PASSAGE PROVIDED |
──────────

As told to Madeleine Holden.

When I heard about Women’s March London in 2017, I knew I needed to be there. I was living in Shepherd’s Bush at the time, and I wanted to be part of the international movement protesting Trump’s election and the fact that he was a misogynist, white supremacist and all-round terrible human being. 

I knew the demonstration was going to be huge, and it was: more than 100,000 people turned out to protest the US president. I went with a friend of mine and we stayed the whole day; spending hours walking from the US Embassy in Grosvenor Square in Mayfair to Trafalgar Square in central London. By the time we arrived, it was late afternoon, and when two guys rocked up on a push bike with a sound system, we joined the impromptu party that formed around them. It was a really friendly atmosphere, and I was dancing and feeling great.

Suddenly, I became aware of a person approaching me. There was light in my eyes and I couldn’t see clearly, so initially I thought I was being approached by a hot, pixie-cut lesbian. By the time I realised the stranger wasn’t a lesbian but just a boyish incel holding a camera, I had a second guy – a very posh-talking, Slender Man figure – thrust a mic in my face and start firing questions at me. I was like, “What the fuck is going on?”

──────────

RECORDS SUPPLIED |
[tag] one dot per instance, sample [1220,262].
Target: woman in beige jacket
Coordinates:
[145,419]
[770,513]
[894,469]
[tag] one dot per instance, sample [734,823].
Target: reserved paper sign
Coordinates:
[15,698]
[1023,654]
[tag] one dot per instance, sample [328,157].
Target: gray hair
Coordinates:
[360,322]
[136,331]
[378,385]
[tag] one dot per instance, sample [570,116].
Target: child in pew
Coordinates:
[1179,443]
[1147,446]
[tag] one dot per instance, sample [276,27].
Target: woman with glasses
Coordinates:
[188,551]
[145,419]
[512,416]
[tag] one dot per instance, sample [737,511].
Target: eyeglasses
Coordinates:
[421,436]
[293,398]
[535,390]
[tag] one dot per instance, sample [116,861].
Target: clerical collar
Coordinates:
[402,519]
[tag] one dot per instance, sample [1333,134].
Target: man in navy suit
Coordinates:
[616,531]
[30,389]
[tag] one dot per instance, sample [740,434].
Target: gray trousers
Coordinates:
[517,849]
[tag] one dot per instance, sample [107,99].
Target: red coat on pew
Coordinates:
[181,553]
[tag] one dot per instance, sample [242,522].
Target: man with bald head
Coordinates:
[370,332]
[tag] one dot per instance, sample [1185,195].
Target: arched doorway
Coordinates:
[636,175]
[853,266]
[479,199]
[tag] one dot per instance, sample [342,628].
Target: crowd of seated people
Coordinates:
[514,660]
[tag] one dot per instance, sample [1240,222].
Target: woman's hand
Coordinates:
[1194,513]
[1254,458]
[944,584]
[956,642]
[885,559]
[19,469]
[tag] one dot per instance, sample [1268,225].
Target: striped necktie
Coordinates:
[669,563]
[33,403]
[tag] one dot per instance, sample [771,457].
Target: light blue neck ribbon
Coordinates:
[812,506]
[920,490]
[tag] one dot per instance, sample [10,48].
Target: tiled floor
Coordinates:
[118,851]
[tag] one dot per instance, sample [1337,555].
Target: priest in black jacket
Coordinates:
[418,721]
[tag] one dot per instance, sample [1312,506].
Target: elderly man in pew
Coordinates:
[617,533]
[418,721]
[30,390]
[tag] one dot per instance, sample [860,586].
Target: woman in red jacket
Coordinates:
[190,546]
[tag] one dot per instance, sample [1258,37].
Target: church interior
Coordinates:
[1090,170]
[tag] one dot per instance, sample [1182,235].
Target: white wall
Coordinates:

──────────

EXERCISE DIRECTIONS | How would you render this sentence from the Women's March account in Spanish: "It was a really friendly atmosphere, and I was dancing and feeling great."? These lines have no connection to the Women's March account.

SOLUTION TO THIS PROBLEM | Había un ambiente muy amistoso, y yo estaba bailando y sintiéndome genial.